(Coordinate point data)
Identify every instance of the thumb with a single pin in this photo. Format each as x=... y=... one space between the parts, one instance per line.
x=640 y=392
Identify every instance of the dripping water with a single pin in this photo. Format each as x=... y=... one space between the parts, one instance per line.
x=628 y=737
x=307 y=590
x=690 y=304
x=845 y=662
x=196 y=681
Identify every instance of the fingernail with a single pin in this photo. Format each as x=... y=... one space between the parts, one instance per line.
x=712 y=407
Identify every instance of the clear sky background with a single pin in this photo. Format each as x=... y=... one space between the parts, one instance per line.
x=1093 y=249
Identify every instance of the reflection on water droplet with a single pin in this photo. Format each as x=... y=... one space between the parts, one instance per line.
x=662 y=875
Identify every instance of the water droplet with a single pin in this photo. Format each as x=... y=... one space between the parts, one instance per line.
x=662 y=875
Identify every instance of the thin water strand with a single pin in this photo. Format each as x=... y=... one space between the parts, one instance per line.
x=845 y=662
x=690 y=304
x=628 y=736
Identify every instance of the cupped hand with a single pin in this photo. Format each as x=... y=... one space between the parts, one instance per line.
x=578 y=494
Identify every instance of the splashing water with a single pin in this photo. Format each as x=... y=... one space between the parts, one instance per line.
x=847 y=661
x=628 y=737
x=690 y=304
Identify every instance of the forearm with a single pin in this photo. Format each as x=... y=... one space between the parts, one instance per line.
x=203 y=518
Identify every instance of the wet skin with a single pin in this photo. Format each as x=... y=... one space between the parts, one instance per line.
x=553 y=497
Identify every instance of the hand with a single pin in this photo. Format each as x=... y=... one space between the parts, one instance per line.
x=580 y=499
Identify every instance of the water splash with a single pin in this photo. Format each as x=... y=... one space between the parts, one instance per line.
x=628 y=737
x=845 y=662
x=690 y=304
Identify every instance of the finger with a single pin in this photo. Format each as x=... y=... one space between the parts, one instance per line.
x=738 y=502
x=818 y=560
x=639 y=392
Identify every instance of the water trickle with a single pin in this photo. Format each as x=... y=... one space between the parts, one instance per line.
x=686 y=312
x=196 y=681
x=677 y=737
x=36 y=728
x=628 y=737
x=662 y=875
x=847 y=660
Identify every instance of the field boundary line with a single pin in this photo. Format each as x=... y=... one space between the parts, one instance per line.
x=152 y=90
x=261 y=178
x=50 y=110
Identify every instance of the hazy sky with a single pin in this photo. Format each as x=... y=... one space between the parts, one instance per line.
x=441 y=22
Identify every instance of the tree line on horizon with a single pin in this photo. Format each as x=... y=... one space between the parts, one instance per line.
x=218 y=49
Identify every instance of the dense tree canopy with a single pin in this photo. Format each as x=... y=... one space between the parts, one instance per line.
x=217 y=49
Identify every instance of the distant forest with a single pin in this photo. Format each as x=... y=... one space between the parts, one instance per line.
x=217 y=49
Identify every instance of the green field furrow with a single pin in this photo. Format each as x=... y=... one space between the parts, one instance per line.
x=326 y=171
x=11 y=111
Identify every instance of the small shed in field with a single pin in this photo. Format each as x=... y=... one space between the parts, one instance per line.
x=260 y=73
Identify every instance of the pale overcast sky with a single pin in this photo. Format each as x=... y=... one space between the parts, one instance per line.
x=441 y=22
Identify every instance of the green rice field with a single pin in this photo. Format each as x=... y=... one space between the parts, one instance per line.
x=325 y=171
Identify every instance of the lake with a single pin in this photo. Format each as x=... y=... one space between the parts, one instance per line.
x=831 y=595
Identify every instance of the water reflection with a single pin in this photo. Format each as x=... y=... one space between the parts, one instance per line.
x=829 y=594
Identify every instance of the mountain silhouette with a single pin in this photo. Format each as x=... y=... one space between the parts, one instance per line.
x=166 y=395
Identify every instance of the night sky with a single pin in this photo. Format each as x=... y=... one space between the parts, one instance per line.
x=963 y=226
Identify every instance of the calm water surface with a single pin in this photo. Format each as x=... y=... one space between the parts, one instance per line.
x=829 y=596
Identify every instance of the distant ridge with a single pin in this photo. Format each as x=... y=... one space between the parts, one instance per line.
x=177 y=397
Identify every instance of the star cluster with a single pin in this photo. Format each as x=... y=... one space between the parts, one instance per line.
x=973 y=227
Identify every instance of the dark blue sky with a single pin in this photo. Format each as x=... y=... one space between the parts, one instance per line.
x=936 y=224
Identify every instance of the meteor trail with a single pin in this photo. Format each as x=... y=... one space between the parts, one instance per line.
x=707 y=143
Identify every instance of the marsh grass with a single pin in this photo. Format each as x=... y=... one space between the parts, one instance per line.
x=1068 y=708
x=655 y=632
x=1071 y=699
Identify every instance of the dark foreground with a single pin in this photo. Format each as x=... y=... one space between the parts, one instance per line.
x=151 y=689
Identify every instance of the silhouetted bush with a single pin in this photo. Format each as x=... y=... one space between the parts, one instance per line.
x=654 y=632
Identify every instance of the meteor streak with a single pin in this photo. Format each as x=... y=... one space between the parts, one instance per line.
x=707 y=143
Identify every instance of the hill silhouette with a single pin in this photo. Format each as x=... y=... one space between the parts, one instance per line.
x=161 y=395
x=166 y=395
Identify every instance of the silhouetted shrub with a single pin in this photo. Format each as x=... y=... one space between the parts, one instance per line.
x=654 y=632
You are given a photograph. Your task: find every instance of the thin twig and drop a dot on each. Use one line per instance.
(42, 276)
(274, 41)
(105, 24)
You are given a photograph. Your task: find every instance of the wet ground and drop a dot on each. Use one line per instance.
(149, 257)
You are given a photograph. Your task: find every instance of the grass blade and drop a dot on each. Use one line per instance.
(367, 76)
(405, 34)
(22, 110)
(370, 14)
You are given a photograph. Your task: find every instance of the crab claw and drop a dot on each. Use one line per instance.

▸ **Given problem**
Copy the data from the line with "the wet ground" through the end, requests included, and shift every coordinate in the answers by adding 130 to it.

▸ **Output for this task**
You are given a photograph. Your task: find every instance of the wet ground and drop a dot on each. Use one line per instance.
(279, 387)
You are given a photograph. Your task: find every instance of the grass blade and drop a dot on each. Use one line per instance.
(497, 206)
(535, 164)
(152, 240)
(500, 144)
You are given a photograph. Your task: find every instance of the crab claw and drop a dot on each. Use one line per instance.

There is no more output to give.